__What you should do__. Look for the string "plant" in the listing below and copy every line in which it appears.

__Input data__.
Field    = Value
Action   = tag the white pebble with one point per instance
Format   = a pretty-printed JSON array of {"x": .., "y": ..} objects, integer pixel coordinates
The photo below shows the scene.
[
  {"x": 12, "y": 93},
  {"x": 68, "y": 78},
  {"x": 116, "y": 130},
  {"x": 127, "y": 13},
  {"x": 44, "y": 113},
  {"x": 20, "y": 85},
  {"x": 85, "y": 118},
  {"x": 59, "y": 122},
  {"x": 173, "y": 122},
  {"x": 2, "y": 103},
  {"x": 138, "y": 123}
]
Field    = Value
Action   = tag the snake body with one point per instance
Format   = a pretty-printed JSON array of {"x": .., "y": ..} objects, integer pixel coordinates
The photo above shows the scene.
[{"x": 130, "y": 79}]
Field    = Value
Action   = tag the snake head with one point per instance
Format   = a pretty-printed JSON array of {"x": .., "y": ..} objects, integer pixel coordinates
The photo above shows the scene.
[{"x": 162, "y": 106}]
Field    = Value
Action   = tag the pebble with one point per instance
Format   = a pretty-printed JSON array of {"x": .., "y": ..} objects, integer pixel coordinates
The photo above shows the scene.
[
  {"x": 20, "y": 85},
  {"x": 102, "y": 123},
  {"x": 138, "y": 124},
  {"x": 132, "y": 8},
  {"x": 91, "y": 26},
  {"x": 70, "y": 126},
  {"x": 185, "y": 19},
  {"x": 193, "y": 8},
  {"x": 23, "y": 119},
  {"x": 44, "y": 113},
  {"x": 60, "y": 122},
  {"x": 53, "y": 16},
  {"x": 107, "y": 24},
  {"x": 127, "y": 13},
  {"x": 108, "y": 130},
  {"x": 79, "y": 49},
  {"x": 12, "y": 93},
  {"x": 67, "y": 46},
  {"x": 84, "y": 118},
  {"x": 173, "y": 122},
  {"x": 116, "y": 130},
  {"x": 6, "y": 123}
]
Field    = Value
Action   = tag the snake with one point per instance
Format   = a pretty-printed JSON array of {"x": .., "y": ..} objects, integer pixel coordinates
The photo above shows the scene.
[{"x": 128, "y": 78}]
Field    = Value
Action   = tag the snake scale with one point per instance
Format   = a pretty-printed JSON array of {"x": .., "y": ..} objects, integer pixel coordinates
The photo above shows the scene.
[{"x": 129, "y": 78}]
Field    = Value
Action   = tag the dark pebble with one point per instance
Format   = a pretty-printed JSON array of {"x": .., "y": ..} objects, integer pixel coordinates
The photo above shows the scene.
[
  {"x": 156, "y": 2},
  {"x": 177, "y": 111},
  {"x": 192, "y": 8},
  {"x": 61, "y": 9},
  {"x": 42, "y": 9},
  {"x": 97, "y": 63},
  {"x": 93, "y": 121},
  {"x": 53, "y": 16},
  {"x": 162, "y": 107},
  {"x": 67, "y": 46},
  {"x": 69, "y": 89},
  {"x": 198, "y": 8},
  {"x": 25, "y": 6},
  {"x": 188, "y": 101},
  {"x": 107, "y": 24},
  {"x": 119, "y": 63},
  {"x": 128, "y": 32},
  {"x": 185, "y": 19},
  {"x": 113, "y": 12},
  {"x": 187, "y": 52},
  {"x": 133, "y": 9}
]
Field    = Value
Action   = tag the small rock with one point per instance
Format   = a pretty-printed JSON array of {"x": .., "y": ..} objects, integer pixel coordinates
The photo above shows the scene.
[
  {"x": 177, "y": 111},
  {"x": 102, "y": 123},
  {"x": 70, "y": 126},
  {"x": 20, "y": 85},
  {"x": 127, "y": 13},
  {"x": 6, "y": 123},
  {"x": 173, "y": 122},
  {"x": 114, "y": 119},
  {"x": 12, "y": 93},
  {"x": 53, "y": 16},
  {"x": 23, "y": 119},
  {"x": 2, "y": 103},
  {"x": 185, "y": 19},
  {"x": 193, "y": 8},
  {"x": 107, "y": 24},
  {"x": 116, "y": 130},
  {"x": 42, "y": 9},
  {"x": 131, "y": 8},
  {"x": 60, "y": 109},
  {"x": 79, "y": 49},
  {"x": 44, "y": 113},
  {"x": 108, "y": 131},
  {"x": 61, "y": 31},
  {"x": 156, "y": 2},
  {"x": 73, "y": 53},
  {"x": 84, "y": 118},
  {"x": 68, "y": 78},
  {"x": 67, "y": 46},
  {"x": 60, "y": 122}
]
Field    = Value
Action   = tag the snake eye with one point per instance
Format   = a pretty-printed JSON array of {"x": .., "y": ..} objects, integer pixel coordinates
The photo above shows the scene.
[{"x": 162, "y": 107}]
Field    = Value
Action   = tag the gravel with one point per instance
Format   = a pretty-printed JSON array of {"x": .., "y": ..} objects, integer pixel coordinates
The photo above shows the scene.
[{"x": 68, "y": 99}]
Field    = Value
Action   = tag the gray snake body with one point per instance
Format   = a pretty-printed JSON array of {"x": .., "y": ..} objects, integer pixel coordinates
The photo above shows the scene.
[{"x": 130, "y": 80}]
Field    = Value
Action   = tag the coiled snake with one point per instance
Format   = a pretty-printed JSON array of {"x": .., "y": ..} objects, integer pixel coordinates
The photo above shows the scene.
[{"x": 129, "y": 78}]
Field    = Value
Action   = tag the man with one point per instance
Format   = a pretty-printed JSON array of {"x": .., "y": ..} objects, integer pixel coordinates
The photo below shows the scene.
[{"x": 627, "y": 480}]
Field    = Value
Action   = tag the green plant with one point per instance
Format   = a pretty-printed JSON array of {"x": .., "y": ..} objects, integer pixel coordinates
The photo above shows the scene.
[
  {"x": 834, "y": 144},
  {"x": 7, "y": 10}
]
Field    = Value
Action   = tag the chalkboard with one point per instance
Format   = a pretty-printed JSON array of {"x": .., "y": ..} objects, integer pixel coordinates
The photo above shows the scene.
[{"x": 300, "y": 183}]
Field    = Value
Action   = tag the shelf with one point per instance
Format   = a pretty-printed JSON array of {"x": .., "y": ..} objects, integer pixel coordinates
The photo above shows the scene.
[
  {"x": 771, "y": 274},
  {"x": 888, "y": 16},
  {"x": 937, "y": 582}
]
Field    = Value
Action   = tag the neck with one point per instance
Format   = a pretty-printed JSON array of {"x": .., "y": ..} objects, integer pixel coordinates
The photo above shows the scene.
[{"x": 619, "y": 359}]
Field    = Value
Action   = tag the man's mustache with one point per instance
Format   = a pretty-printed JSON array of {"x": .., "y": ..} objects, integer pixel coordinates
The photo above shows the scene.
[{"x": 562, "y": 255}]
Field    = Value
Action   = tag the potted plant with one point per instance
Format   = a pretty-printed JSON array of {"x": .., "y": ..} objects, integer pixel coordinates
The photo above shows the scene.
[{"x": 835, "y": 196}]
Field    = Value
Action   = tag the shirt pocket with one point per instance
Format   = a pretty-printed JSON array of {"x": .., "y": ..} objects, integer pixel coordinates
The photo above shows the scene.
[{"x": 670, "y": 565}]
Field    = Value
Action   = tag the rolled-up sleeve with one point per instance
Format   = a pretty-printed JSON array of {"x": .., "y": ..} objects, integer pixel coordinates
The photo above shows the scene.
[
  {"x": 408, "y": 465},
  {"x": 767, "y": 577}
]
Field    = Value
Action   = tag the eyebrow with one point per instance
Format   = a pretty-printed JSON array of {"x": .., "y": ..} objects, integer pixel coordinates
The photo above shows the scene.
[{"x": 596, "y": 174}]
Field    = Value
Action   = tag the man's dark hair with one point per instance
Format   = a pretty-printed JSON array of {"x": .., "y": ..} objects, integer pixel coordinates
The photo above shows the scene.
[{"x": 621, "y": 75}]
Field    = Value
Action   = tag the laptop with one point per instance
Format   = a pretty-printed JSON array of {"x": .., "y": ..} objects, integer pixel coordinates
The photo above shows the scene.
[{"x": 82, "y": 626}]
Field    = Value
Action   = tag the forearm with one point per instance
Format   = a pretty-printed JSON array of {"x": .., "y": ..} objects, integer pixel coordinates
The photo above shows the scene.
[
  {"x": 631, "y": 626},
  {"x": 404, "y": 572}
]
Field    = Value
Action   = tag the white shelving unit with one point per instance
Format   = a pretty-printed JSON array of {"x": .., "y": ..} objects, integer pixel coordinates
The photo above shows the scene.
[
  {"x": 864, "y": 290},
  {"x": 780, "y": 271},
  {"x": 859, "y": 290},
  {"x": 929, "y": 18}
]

__Solution to this problem__.
Action   = tag the green plant with one point per instance
Action   = tag the potted plant with one point per instance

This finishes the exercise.